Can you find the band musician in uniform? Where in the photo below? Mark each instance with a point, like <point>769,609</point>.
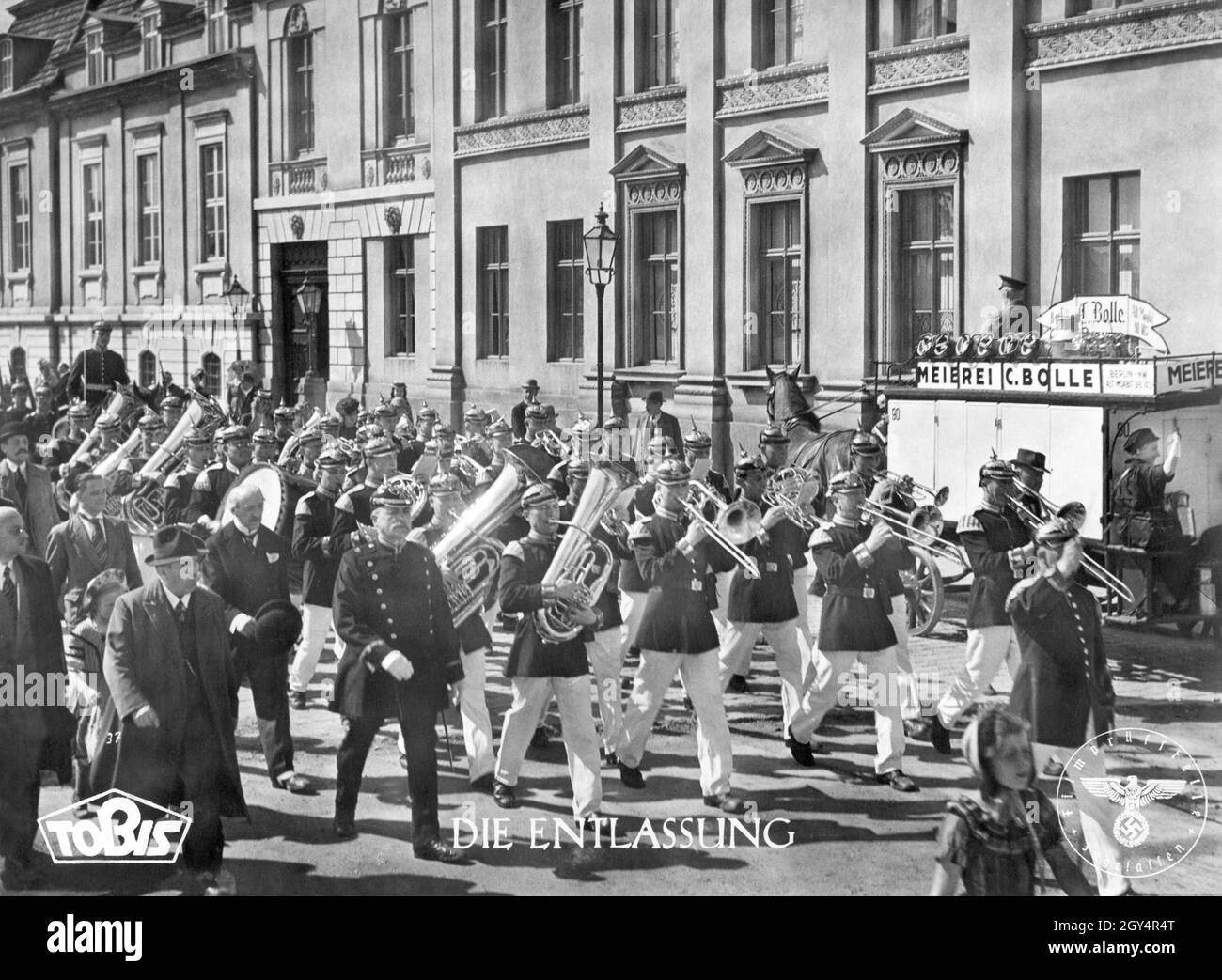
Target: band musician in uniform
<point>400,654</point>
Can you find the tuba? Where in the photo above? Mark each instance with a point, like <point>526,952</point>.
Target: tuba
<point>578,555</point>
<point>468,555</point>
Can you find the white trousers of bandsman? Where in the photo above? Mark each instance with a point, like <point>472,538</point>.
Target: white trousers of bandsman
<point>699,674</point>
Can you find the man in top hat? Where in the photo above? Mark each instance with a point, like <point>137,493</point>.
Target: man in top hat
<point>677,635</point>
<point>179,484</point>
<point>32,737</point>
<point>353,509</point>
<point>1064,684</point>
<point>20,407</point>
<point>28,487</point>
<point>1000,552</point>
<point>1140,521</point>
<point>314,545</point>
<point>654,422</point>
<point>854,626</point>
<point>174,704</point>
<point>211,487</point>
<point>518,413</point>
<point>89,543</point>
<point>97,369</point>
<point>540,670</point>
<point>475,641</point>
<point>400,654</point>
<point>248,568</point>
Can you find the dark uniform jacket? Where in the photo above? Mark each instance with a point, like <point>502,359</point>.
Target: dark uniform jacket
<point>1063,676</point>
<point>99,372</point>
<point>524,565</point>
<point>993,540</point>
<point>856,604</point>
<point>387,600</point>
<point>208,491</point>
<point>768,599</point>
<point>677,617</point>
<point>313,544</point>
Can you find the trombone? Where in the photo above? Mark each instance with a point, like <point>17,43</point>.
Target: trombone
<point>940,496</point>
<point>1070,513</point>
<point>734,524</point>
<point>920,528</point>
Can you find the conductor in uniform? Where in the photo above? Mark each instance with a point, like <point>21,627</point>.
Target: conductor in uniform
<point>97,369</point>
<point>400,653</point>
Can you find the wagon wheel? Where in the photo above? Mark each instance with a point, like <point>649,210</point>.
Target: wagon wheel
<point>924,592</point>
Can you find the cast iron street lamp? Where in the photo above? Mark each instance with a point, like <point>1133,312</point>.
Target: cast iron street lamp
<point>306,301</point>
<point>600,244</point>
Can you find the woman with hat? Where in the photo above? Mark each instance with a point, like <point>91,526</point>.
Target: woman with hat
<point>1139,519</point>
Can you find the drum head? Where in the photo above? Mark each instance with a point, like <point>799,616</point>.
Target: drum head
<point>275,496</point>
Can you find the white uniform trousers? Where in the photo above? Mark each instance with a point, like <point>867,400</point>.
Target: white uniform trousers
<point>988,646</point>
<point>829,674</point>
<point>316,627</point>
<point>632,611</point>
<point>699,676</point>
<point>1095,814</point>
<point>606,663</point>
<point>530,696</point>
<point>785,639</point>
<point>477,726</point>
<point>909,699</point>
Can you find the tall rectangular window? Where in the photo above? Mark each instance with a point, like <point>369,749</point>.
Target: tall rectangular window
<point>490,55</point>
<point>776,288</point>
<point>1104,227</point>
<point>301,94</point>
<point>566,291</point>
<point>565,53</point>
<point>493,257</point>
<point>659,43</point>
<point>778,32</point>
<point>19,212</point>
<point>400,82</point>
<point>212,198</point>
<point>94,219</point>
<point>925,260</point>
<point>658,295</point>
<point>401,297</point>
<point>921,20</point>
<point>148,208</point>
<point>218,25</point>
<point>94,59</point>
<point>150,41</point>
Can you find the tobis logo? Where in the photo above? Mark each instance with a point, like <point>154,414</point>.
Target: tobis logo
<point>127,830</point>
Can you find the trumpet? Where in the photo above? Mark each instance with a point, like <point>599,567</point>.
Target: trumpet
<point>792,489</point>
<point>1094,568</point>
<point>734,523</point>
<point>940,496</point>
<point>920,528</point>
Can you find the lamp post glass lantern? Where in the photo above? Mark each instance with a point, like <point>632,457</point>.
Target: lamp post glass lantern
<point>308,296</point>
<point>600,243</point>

==

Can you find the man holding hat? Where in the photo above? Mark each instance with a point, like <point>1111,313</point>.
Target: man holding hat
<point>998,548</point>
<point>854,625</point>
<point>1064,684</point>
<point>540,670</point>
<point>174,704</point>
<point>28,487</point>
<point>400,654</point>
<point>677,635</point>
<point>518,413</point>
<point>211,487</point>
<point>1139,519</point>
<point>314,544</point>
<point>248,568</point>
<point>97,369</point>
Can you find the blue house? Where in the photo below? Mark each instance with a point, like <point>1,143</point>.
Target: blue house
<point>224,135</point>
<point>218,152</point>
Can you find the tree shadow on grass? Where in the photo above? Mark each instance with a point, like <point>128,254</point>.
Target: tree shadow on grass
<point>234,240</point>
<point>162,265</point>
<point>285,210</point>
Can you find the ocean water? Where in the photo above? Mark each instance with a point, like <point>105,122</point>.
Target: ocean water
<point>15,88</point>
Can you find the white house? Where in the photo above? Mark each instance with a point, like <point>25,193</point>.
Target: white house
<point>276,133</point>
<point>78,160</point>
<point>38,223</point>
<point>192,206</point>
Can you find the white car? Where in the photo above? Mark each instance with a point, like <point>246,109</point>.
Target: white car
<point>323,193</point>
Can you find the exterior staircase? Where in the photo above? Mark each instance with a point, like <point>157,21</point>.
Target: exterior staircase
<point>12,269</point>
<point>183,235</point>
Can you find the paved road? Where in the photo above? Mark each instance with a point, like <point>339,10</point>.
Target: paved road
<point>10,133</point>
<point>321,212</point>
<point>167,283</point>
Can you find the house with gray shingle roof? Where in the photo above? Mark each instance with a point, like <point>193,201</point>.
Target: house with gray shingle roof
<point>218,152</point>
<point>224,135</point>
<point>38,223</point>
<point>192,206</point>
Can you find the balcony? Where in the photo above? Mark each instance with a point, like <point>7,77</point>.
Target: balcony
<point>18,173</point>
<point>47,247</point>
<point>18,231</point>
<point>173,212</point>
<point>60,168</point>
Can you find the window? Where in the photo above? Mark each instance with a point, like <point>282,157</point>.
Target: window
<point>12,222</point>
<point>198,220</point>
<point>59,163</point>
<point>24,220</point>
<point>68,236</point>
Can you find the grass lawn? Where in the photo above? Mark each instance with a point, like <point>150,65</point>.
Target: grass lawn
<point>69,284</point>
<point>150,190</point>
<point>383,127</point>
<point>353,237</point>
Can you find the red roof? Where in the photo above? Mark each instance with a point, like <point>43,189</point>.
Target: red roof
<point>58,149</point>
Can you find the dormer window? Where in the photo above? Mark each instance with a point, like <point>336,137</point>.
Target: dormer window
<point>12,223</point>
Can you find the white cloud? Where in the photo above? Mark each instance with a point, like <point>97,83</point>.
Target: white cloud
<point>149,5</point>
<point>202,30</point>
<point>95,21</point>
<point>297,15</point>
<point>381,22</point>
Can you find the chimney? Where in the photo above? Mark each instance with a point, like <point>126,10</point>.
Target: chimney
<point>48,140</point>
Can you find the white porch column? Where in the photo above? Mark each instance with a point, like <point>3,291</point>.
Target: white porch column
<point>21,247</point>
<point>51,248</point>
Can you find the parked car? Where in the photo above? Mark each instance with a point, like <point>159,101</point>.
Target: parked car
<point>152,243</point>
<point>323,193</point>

---

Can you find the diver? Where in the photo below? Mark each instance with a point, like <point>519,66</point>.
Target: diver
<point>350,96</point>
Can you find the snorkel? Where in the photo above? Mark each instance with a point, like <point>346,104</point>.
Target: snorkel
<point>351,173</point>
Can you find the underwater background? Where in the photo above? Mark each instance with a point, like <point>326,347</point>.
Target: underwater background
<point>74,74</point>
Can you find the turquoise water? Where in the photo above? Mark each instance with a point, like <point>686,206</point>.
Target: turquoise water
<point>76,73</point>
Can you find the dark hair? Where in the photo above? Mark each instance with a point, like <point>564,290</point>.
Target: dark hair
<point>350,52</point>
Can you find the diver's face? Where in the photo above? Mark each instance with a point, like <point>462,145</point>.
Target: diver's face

:: Work instructions ::
Lay out the items from the line containing "Can you find the snorkel?" down to the line containing "<point>76,73</point>", both included, as a JSON list of strings with one string per line and no blank lines.

:: Exercise solution ::
[
  "Can you find the snorkel? Where in the photo above? Mark each instance with a point, like <point>346,104</point>.",
  "Target: snorkel",
  "<point>351,173</point>",
  "Can you find the underwater background? Where in the photo above? Mark each instance with a point, like <point>326,347</point>.",
  "Target: underwater background",
  "<point>74,74</point>",
  "Can you find the turquoise water? Where in the photo above? Mark each instance with a point, like <point>686,206</point>.",
  "Target: turquoise water",
  "<point>76,73</point>"
]